**Testo fornito:**
+---+

Occorre però conservare intatta la coscienza ordinaria: bisogna cioè saper osservare quel periodo della vita con un tipo di conoscenza che trasmette qualcosa che di solito rimane incosciente; ma d’altra parte bisogna poter sapersi rappresentare subito volontariamente i normali ricordi che ci riportano a quegli anni.

• Bisogna sempre essere in grado di confrontare una cosa con l’altra: la coscienza superiore e la coscienza ordinaria.

 

• Come nella coscienza ordinaria si passa da un pensiero all’altro,

così bisogna poter passare da quanto si sperimenta nella coscienza immaginativa

a quello che si sperimenta con la coscienza ordinaria.

Questa caratteristica della coscienza superiore di cui qui si intende parlare è particolarmente importante.

 

Tutti coloro che giudicano solamente dall’esterno l’indagine antroposofica credono spesso che il contenuto dell’immaginazione debba essere respinto, come un qualsiasi contenuto di coscienza di un visionario o di un allucinato.

Bisogna invece rilevare la differenza radicale che esiste fra la vera immaginazione e la visione.

+---+

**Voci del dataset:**
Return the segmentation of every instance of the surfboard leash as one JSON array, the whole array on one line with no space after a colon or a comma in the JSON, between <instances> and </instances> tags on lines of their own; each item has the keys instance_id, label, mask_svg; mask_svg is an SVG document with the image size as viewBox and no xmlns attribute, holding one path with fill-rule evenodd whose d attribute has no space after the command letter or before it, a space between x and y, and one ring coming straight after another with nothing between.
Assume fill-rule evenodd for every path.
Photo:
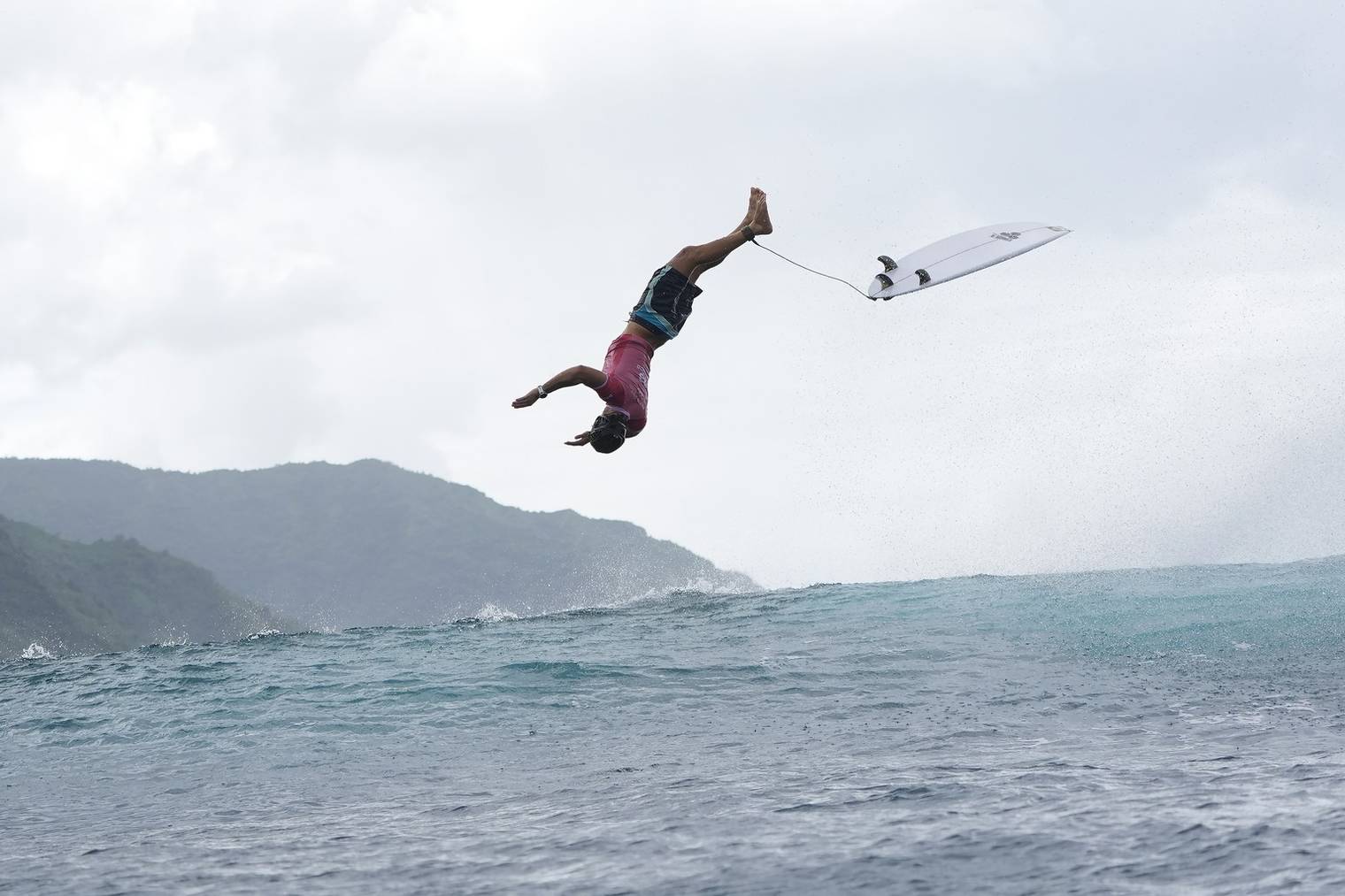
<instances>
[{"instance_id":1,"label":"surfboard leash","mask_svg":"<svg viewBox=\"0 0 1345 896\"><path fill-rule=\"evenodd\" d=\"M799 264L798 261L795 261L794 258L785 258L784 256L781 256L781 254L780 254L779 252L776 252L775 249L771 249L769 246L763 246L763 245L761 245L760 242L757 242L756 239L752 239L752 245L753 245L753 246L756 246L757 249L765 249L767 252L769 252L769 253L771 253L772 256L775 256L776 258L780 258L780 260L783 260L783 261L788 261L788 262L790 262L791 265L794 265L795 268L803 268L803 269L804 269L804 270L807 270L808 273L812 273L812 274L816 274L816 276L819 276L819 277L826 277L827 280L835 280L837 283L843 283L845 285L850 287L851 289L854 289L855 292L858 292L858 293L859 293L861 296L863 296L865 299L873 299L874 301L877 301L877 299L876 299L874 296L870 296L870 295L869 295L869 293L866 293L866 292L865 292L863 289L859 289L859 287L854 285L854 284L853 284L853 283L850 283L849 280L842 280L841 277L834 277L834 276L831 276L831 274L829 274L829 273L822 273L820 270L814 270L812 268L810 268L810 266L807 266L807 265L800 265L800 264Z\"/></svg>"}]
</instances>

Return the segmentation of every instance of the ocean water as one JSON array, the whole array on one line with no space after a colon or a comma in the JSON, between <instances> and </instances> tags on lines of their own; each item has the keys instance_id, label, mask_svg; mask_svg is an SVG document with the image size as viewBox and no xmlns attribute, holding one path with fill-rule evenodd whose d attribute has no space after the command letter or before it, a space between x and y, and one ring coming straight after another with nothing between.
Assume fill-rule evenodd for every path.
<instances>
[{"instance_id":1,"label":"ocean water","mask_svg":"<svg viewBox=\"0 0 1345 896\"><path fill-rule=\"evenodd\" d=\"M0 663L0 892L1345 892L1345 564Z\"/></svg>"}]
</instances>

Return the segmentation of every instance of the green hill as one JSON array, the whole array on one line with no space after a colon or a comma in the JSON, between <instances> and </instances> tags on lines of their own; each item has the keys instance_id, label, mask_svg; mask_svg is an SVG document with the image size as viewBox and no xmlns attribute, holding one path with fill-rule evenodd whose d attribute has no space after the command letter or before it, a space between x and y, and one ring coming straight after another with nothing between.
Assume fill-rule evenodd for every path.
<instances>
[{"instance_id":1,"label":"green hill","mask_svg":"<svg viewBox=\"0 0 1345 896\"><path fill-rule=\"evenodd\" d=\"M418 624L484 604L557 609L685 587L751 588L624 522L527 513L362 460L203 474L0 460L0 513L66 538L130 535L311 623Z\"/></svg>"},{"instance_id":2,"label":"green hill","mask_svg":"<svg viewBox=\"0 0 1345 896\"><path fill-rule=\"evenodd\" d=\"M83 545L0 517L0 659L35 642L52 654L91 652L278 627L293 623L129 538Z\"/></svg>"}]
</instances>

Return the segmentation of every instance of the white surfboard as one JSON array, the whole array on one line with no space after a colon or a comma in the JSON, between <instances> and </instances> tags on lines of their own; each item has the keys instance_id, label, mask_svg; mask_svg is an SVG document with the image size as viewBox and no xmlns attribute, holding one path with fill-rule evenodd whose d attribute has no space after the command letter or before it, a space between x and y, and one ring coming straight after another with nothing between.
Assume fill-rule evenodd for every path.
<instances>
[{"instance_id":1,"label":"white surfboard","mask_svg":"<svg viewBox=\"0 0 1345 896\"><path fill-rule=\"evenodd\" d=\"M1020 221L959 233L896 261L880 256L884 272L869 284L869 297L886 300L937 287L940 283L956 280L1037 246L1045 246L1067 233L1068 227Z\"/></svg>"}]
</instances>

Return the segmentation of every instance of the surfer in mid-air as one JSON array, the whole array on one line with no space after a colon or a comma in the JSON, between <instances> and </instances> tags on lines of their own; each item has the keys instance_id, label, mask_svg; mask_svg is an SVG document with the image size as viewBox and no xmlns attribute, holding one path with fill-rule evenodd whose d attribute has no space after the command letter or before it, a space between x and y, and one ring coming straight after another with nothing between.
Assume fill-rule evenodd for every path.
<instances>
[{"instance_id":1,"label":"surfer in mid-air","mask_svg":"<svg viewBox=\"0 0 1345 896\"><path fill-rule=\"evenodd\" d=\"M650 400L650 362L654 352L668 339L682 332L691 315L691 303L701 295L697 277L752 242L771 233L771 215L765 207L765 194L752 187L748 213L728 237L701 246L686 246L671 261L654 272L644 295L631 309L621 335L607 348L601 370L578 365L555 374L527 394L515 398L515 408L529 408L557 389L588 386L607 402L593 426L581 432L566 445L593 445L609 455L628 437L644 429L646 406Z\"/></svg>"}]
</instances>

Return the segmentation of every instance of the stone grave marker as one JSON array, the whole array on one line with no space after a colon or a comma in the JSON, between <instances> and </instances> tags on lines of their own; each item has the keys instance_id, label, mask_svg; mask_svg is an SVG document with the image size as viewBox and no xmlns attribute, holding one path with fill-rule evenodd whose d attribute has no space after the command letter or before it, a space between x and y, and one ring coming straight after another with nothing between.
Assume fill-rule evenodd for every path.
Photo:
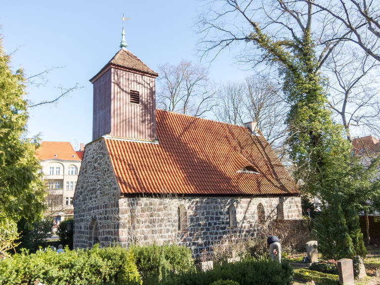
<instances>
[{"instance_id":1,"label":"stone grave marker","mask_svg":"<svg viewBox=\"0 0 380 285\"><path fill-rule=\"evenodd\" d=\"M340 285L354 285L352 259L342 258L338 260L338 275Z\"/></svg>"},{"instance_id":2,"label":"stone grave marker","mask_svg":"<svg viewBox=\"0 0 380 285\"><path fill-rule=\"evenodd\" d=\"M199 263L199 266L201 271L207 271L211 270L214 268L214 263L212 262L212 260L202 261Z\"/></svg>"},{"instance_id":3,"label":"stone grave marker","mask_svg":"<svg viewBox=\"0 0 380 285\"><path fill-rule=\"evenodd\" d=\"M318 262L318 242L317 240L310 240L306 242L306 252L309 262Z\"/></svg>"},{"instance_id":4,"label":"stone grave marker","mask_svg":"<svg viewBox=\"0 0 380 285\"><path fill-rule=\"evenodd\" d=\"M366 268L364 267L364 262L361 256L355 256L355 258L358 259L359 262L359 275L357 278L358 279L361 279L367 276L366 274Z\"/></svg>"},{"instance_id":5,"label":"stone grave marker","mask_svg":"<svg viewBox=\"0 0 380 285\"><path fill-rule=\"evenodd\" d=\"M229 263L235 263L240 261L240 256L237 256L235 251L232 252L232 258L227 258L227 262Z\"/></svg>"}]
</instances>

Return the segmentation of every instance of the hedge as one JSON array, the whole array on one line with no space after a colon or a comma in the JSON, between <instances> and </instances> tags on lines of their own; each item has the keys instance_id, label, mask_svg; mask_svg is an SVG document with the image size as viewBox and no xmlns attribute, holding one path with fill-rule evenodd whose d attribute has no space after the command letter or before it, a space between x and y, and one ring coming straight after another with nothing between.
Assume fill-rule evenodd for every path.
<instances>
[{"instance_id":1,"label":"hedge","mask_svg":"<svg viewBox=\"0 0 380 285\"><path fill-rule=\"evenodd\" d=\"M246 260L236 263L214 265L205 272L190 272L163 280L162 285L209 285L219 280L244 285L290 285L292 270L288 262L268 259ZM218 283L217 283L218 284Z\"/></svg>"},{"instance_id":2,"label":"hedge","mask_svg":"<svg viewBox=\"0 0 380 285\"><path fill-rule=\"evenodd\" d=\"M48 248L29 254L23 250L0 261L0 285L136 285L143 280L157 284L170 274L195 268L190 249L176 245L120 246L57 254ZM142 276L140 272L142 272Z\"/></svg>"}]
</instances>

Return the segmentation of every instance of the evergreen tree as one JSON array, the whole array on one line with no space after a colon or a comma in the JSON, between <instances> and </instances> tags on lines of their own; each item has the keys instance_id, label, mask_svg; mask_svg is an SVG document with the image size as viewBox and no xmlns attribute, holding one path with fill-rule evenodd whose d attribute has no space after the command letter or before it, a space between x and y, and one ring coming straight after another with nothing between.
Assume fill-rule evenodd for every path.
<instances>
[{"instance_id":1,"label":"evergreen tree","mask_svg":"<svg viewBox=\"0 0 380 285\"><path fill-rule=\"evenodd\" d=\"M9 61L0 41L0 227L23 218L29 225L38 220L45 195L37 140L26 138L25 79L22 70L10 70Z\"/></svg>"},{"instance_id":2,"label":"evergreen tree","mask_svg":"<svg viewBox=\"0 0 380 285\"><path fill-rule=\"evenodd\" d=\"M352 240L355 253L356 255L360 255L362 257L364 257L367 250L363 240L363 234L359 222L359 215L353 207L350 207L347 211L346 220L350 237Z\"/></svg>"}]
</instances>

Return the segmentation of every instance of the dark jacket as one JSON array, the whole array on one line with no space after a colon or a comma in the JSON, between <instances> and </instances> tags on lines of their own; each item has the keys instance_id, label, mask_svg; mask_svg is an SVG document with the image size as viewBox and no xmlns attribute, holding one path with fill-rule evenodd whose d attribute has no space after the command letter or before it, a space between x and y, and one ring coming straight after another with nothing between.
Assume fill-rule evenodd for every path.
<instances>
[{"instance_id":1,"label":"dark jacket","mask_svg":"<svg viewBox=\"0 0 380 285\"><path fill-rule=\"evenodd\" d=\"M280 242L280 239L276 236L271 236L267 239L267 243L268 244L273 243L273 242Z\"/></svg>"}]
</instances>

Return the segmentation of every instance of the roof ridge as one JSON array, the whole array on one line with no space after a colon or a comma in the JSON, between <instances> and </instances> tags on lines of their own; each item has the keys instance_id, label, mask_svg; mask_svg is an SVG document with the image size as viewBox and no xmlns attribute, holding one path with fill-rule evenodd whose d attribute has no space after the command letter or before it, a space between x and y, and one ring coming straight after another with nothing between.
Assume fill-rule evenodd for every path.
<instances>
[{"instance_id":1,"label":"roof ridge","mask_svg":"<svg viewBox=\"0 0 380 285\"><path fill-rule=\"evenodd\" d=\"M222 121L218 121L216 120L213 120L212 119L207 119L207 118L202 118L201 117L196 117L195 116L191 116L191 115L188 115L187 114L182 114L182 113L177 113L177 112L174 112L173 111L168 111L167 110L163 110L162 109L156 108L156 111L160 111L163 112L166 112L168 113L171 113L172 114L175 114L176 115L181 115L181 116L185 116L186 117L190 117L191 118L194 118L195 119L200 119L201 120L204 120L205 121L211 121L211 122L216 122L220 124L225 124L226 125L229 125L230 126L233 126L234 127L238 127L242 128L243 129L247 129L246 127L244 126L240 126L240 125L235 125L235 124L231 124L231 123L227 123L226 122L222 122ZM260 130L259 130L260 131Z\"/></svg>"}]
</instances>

+---+

**Consegna:** Cita dal testo sulla coscienza superiore il passo che va da "Tutti coloro che" a "e la visione.", estremi inclusi.

**Risposta:**
Tutti coloro che giudicano solamente dall’esterno l’indagine antroposofica credono spesso che il contenuto dell’immaginazione debba essere respinto, come un qualsiasi contenuto di coscienza di un visionario o di un allucinato.

Bisogna invece rilevare la differenza radicale che esiste fra la vera immaginazione e la visione.